Tutorial

A Guide to Global Pooling in Neural Networks

Updated on April 29, 2025

By Oreolorun Olu-Ipinlaye and Shaoni Mukherjee

A Guide to Global Pooling in Neural Networks

Introduction

Pooling operations have been a mainstay in convolutional neural networks for some time. While processes like max pooling and average pooling have often taken center stage, their less-known cousins, global max pooling and global average pooling, have become equally as important. In this article, we will explore the global variants of the two common pooling techniques and how they compare to one another.

Prerequisites

Basic Understanding of CNNs: Familiarity with the architecture of CNNs, including layers like convolutional, pooling, and fully connected layers.
Pooling Concepts: Knowledge of common pooling techniques (e.g., max pooling, average pooling) used to reduce spatial dimensions in CNNs.
Linear Algebra & Tensor Operations: Understanding of matrix operations and tensor manipulations, as global pooling involves reducing a multi-dimensional tensor to a lower dimension.
Activation Functions: Basic knowledge of how activation functions (e.g., ReLU, sigmoid) impact the features extracted by CNN layers.
Framework Proficiency: Experience with deep learning frameworks like TensorFlow or PyTorch, particularly in implementing custom pooling layers.

The Classical Convolutional Neural Network

Many computer vision beginners are often introduced to convolutional neural networks. These networks are ideal for image data as they retain the spatial structure of the input image while learning/extracting features from it. By doing so, they can learn relationships between neighboring pixels and the position of objects in the image, thereby making them very powerful neural networks.

A multi-layer perceptron would also work in an image classification context, but its performance will be severely degraded compared to its convnet counterpart simply because it immediately destroys the spatial structure of the image by flattening/vectorizing it, thereby removing most of the relationship between neighboring pixels.

Feature Extractor & Classifier Combo

Many classical convolutional neural networks are a combination of convnets and MLPs. Looking at the architectures of LeNet and AlexNet, for instance, one can distinctly see that their architectures are just a couple of convolution layers with linear layers attached at the end.

— MATERIAL PROVIDED —
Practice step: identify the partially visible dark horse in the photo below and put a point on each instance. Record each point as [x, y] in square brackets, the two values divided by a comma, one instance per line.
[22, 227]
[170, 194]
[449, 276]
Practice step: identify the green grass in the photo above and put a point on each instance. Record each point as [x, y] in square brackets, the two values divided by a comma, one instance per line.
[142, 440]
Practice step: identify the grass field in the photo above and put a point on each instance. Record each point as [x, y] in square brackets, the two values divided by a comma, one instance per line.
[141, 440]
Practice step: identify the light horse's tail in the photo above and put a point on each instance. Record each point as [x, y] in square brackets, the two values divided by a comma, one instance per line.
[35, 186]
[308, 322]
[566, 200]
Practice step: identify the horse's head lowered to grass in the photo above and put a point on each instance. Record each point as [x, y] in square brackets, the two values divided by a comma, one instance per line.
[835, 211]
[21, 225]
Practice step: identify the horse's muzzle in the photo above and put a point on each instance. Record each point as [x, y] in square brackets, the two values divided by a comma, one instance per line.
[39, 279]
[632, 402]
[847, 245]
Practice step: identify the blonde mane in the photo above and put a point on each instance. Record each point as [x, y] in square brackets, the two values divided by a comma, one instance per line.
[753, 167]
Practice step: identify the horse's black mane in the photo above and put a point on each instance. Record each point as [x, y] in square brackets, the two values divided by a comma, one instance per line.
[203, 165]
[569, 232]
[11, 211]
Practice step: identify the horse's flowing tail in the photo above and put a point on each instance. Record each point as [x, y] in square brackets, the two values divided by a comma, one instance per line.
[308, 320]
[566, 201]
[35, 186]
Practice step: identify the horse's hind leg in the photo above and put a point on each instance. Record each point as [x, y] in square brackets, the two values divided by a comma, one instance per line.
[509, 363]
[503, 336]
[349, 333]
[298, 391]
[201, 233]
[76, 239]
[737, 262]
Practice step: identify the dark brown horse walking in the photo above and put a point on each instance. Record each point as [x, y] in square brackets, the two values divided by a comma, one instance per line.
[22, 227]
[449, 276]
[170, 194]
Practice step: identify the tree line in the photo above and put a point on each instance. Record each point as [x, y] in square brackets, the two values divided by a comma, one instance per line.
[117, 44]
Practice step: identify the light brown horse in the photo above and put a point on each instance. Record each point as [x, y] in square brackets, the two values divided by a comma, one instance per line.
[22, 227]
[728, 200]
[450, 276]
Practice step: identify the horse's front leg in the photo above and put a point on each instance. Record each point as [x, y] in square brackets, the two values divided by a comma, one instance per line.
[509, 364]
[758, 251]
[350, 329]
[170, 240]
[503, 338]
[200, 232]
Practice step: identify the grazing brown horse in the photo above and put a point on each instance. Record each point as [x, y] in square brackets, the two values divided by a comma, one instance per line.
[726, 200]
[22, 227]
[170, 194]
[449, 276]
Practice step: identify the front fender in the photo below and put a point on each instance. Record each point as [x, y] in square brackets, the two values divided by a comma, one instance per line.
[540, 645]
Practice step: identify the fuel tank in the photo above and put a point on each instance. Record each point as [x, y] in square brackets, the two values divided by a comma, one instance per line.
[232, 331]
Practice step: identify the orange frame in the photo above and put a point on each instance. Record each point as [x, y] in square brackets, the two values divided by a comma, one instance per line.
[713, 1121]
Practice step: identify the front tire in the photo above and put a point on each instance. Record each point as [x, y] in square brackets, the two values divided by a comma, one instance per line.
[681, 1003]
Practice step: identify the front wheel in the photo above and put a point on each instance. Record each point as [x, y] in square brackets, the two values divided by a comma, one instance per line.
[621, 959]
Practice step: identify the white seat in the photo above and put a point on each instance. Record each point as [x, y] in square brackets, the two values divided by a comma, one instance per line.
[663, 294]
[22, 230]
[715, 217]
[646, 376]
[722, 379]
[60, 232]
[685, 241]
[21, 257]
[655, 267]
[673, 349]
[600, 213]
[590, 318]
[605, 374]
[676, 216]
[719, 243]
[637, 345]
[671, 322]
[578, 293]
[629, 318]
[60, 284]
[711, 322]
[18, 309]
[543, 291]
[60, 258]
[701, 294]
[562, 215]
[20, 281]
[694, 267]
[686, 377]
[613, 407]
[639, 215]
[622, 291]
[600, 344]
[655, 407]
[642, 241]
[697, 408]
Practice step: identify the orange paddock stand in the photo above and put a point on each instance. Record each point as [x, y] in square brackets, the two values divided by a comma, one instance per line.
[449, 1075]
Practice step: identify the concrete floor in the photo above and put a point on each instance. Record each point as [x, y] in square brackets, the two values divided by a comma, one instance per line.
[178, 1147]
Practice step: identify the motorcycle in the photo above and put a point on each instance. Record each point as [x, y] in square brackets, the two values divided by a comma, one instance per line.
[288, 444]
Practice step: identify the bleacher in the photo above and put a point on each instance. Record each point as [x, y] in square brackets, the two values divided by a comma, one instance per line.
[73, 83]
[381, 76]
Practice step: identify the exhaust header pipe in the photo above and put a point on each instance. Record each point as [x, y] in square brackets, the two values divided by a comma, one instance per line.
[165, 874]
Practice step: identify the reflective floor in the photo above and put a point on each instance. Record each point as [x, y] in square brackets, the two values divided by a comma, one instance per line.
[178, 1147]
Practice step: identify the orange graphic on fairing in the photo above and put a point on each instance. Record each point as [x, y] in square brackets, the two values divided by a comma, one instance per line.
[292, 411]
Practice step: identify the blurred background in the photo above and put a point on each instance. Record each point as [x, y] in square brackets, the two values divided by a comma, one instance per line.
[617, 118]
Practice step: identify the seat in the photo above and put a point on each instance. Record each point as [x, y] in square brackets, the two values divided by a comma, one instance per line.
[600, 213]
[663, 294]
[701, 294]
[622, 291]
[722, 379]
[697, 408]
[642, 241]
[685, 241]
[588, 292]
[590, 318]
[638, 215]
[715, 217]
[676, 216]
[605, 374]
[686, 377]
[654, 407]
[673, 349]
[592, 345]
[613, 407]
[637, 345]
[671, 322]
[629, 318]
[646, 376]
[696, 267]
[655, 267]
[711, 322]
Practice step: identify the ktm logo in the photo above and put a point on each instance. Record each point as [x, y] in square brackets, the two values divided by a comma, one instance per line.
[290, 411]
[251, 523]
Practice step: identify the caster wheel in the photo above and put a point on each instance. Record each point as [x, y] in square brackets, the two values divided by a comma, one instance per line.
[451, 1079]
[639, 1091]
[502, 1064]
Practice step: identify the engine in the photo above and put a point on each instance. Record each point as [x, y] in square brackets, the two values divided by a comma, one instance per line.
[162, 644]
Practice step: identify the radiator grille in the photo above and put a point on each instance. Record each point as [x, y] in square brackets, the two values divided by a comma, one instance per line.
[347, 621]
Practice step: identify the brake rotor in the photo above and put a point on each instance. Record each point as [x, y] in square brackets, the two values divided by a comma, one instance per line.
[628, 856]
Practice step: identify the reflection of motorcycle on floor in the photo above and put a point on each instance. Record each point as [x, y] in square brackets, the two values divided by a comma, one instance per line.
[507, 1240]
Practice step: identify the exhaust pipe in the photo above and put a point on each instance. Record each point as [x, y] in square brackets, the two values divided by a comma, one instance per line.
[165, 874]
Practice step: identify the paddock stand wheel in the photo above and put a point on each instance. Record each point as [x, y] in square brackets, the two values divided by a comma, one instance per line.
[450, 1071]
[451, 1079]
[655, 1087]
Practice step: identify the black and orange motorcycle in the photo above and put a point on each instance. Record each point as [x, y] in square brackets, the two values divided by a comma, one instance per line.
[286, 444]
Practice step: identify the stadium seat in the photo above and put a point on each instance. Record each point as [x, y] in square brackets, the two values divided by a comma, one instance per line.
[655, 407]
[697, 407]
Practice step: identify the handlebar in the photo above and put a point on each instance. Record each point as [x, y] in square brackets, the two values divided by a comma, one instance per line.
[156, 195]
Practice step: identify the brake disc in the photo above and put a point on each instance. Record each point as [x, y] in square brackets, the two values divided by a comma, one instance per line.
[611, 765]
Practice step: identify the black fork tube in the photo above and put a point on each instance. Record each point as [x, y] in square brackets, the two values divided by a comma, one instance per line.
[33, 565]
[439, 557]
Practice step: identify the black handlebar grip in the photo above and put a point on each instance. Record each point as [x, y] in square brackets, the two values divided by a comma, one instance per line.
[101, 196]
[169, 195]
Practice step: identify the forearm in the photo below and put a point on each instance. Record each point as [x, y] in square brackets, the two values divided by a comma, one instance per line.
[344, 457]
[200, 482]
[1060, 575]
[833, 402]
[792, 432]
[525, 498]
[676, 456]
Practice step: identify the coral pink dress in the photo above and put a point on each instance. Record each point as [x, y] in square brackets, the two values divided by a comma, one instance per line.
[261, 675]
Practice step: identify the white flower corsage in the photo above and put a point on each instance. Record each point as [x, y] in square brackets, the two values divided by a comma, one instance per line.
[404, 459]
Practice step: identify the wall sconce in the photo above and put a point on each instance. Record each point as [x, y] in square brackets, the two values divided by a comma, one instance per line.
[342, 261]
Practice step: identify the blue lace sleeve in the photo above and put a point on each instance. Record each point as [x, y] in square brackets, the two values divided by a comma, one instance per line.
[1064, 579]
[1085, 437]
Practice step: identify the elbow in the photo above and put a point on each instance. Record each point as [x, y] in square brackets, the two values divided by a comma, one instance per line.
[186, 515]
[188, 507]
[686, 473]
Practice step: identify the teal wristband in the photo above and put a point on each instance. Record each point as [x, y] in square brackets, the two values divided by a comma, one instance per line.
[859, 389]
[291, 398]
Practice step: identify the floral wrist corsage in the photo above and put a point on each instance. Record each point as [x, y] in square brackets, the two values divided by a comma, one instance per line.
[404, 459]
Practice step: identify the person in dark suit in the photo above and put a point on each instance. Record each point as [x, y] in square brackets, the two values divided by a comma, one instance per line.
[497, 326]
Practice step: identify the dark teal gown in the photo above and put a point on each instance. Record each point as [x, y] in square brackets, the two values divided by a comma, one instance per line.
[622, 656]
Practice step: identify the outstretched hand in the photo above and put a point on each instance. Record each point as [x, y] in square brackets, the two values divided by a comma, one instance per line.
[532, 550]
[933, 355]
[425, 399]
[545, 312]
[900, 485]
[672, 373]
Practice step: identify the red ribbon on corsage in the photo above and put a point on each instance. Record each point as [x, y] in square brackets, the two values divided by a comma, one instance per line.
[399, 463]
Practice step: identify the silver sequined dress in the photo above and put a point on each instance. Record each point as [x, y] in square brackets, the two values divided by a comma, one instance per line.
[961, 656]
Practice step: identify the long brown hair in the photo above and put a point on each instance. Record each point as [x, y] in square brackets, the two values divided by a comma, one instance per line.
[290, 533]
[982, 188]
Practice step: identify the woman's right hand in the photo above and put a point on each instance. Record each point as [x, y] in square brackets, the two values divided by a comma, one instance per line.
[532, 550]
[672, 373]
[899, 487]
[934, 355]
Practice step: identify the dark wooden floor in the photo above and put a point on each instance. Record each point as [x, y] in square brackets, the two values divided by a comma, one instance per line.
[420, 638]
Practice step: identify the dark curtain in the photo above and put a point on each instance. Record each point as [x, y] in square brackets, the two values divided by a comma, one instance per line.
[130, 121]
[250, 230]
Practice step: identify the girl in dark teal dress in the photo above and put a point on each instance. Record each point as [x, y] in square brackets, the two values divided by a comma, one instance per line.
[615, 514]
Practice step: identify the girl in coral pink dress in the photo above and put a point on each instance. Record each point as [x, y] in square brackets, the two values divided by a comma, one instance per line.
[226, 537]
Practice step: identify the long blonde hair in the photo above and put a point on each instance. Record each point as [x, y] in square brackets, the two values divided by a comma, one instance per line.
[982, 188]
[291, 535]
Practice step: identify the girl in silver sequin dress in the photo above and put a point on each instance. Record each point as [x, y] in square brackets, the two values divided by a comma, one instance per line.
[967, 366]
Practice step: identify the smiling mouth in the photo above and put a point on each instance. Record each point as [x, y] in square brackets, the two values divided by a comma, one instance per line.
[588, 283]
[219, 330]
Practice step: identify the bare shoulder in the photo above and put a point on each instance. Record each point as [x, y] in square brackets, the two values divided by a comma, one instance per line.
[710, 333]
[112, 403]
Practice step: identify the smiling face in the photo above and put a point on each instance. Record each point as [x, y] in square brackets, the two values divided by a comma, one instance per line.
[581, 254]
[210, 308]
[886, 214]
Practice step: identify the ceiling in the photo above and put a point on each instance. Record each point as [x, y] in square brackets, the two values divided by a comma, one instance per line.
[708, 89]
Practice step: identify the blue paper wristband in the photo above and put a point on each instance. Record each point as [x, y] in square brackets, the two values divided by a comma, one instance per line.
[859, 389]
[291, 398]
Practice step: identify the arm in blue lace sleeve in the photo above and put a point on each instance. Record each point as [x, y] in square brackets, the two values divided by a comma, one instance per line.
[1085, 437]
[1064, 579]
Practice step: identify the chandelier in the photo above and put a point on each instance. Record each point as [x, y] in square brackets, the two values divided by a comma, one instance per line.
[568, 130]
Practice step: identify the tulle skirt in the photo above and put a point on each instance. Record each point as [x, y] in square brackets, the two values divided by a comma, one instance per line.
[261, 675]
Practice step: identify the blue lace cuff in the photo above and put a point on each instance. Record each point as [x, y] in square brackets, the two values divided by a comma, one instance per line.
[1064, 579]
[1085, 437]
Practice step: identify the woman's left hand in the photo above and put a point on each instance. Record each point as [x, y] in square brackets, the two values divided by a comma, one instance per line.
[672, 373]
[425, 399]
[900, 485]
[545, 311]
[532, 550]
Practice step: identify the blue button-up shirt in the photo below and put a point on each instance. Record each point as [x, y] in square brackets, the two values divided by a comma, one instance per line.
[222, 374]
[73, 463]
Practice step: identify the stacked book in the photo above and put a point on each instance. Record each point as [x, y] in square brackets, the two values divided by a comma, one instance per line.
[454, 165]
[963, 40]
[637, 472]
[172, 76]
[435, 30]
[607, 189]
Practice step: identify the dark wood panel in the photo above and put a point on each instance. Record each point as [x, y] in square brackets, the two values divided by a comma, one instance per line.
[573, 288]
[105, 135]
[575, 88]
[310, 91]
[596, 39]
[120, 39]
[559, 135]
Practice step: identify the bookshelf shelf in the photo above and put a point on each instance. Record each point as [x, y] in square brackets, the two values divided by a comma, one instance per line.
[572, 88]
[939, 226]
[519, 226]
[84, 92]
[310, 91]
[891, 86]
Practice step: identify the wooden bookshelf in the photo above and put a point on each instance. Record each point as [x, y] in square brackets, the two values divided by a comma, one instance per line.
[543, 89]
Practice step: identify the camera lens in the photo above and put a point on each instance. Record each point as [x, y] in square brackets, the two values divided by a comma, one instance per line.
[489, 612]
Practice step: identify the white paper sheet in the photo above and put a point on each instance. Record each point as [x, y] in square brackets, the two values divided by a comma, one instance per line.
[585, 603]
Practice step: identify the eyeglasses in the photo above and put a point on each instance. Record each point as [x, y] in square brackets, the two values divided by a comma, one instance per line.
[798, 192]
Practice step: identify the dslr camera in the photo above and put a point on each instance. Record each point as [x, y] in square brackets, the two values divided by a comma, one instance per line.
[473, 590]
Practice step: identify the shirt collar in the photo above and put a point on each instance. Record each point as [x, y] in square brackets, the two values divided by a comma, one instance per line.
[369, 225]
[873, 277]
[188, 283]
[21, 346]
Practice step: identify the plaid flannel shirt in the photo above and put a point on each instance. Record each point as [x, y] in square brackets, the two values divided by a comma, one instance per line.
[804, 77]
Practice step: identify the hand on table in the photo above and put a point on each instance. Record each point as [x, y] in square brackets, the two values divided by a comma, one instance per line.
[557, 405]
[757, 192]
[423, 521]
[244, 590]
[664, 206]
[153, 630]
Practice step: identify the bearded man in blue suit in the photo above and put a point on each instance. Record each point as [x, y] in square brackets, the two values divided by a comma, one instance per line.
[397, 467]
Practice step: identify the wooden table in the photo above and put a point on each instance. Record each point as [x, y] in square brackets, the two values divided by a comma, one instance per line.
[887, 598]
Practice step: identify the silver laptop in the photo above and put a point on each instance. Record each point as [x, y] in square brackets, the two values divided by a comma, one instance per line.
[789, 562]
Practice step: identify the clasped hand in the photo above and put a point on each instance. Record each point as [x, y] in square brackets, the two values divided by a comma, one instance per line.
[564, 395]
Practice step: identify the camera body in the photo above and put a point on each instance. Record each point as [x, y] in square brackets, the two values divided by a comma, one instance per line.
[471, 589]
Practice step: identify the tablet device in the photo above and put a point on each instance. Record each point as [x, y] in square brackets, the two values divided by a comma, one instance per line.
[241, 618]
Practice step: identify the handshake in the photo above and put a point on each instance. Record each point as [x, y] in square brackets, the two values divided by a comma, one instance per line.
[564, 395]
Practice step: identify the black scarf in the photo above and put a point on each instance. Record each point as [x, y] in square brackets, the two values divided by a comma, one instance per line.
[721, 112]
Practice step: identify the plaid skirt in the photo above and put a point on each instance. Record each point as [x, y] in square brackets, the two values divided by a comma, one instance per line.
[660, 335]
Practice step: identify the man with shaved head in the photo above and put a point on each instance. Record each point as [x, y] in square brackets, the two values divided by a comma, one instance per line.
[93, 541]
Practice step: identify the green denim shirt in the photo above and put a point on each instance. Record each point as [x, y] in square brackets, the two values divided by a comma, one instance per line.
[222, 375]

— DIRECTION —
Continue the global pooling tutorial from the point where it stops. The material plays no role in the work here.

— RESULT BELOW —
This configuration makes a lot of sense. It allows the convolution layers to do what they do best, which is extracting features in data with two spatial dimensions. Afterwards, the extracted features are passed onto linear layers, so they can also do what they are great at: finding relationships between feature vectors and targets.

A Flaw in the Design

The problem with this design is that linear layers have a very high propensity to overfit to data. Dropout regularization was introduced to help mitigate this problem, but the problem remained. Furthermore, for a neural network that prides itself on not destroying spatial structures, the classical convnet still did it anyway, albeit deeper into the network and to a lesser degree.

Modern Solutions to a Classical Problem

To prevent this overfitting issue in convents, the logical next step after trying dropout regularization was to completely eliminate the linear layers. If the linear layers are to be excluded, an entirely new way of down-sampling feature maps and producing a vector representation of equal size to the number of classes in question must be sought. This is exactly where global pooling comes in.

Consider a four-class classification task. While 1 x 1 convolution layers will help down-sample feature maps until they are four in number, global pooling will help create a four-element long vector representation, which can then be used by the loss function in calculating gradients.

Global Average Pooling

Still on the same classification task described above, imagine a scenario where we feel our convolution layers are at an adequate depth but we have 8 feature maps of size (3, 3). We can utilize a 1 x 1 convolution layer in order to down-sample the 8 feature maps to 4. Now we have 4 matrices of size (3, 3) when what we actually need is a vector of 4 elements.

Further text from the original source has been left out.